(Coordinate annotation entries)
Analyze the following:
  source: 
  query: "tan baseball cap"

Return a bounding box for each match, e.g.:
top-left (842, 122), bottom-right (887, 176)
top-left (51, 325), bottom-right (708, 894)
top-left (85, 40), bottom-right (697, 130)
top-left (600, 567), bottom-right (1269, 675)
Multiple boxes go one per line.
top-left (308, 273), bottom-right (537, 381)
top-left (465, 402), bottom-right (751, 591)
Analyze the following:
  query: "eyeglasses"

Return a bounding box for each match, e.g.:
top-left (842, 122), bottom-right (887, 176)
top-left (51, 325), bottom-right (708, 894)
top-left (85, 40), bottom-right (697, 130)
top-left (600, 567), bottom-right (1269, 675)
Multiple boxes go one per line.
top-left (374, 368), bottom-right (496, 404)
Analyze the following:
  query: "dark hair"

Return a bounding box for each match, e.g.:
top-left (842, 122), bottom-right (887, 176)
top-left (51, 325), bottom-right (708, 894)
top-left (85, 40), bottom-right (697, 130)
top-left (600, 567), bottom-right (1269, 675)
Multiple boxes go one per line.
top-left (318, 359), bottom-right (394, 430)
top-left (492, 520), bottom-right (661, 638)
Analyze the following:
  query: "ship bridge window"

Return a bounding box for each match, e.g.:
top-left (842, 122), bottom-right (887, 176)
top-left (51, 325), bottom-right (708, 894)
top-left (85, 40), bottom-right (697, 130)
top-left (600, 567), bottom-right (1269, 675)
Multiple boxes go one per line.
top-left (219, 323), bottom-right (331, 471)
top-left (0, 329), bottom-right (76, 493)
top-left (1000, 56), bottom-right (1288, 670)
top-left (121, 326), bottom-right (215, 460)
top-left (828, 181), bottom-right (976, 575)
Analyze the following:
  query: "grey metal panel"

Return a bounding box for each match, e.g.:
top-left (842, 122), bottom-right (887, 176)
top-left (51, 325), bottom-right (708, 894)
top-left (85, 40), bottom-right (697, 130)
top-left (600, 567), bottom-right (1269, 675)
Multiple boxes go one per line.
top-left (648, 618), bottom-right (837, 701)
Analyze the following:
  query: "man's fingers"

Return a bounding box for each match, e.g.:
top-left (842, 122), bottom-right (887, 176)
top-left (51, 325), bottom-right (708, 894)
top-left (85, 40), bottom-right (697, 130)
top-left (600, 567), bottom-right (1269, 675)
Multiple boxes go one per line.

- Your instructions -
Format the lines above, starting at the first one and ending at the line containing "top-left (828, 181), bottom-right (976, 575)", as a JSON list of strings with one string per line and blank lines omitted.

- Result of this exercise -
[
  "Analyze the following:",
  "  source: ",
  "  query: \"tan baseball cap\"",
  "Return a bounding box for each match, e.g.:",
  "top-left (842, 122), bottom-right (887, 176)",
  "top-left (51, 325), bottom-right (708, 894)",
  "top-left (85, 40), bottom-right (697, 130)",
  "top-left (600, 567), bottom-right (1269, 675)",
  "Multiple boxes go one per line.",
  "top-left (308, 273), bottom-right (537, 381)",
  "top-left (465, 402), bottom-right (751, 591)",
  "Analyze the following:",
  "  query: \"eyeglasses\"",
  "Return a bounding box for each match, e.g.:",
  "top-left (842, 122), bottom-right (887, 176)",
  "top-left (51, 325), bottom-right (708, 894)",
  "top-left (85, 40), bottom-right (697, 130)",
  "top-left (600, 567), bottom-right (1269, 675)",
  "Multiple boxes go one per line.",
  "top-left (374, 368), bottom-right (496, 404)",
  "Analyze the following:",
  "  query: \"dark hair\"",
  "Return a bounding box for each match, e.g.:",
  "top-left (842, 122), bottom-right (887, 176)",
  "top-left (51, 325), bottom-right (708, 894)",
  "top-left (85, 40), bottom-right (697, 130)",
  "top-left (600, 567), bottom-right (1269, 675)",
  "Multiple boxes go one per line.",
  "top-left (318, 359), bottom-right (394, 430)",
  "top-left (492, 520), bottom-right (661, 638)",
  "Analyze the following:",
  "  query: \"ship bridge window\"",
  "Return a bounding box for each match, e.g.:",
  "top-left (842, 122), bottom-right (887, 176)",
  "top-left (51, 325), bottom-right (708, 894)",
  "top-left (85, 40), bottom-right (697, 130)",
  "top-left (600, 567), bottom-right (1269, 675)",
  "Multiple boxes go one per line.",
  "top-left (219, 323), bottom-right (331, 471)",
  "top-left (0, 329), bottom-right (76, 493)",
  "top-left (1000, 56), bottom-right (1288, 670)",
  "top-left (121, 326), bottom-right (215, 460)",
  "top-left (828, 181), bottom-right (976, 575)"
]